Por Redação - 31/10/2015
Em interessante decisão proferida pelo Juiz de Direito Matheus Martins Moitinho, da Comarca de Chorrochó (BA), foi extinto o feito sem resolução de mérito em virtude da duração do processo ter excedido o tempo considerado razoável para seu processamento e julgamento.
Segundo o entendimento adotado, não é razoável adotar o limite máximo de 03 anos como tempo de duração do processo, como efetuado no Paraguai, por exemplo. Em observância ao princípio da presunção da inocência e devendo ser a pena aplicada a partir do mínimo legal, o critério a ser adotado como razoável para fixação do “tempo de vida” processual deve ser a pena mínima abstratamente imposta.
Como no presente caso não foi realizado juízo valorativo positivo no que tange às provas produzidas pelo órgão acusador dentro desse período, o feito foi extinto de modo terminativo, ou seja, sem resolução do mérito, adotando-se solução semelhante à prevista na legislação processual paraguaia, porém adaptada à ordem jurídica brasileira.

O QUE FAZER
1. Indique se cada afirmação a seguir está de acordo com o trecho sobre a decisão de Chorrochó. Responda sim ou não e cite literalmente as palavras do trecho que decidem: (a) O juiz considerou razoável adotar o limite máximo de 03 anos de duração do processo, como no Paraguai. (b) O feito foi extinto sem resolução de mérito. (c) O critério de razoabilidade proposto é a pena mínima abstratamente imposta.
2. Escreva uma continuação para o trecho sobre a decisão de Chorrochó, começando logo após a sua última frase.

MATERIAL FORNECIDO
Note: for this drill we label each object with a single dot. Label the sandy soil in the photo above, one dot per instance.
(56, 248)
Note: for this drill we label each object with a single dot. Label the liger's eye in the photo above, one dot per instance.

RESPOSTAS
1.
(a) Não: "não é razoável adotar o limite máximo de 03 anos como tempo de duração do processo"
(b) Sim: "foi extinto o feito sem resolução de mérito"
(c) Sim: "o critério a ser adotado como razoável para fixação do “tempo de vida” processual deve ser a pena mínima abstratamente imposta"

2.
A decisão aborda ainda a relatividade do tempo processual e a natureza secundária do processo como pena infligida ao acusado. Leia a íntegra abaixo.
PROCESSO Nº 0000041-59.2006.805.0157
AUTOR: MINISTÉRIO PÚBLICO
RÉU: XXXX
RÉU: YYYY
NATUREZA: AÇÃO PENAL
.
SENTENÇA
.
Atribuo ao presente ato força de mandado, para fins de possibilitar o seu célere cumprimento, em consagração ao princípio constitucional da razoável duração do processo, servindo a segunda-via como instrumento hábil para tal.
1. RELATÓRIO
O Ministério Público ofertou denúncia no dia 21 de agosto de 2006, atribuindo a XXXX e YYYY, devidamente qualificados, a prática de delito previsto no art. 157, § 2º, I e IV c/c 14, II, ambos do Código Penal Brasileiro.
No dia 12 de setembro de 2006, o Magistrado que oficiava na Comarca à época dos fatos recebeu a inicial acusatória, entendendo pelo ajustamento formal da mesma.
Até o presente momento não houve a prolação de sentença nos autos, seja para absolver, extinguir a punibilidade ou para condenar os Acusados.
É o que merece ser relatado. Passo a fundamentar e decidir.
2. FUNDAMENTAÇÃO
2.1. DO PROCESSO COMO PENA. APLICAÇÃO DO TEMPO RELATIVO EM LUGAR DA BALISA ABSOLUTA PREGADA NO SISTEMA ATUALMENTE VIGENTE
O legislador constituinte conferiu ao Ministério Público a titularidade da ação penal pública, conforme prevê a redação do art. 129, I, da Constituição Federal.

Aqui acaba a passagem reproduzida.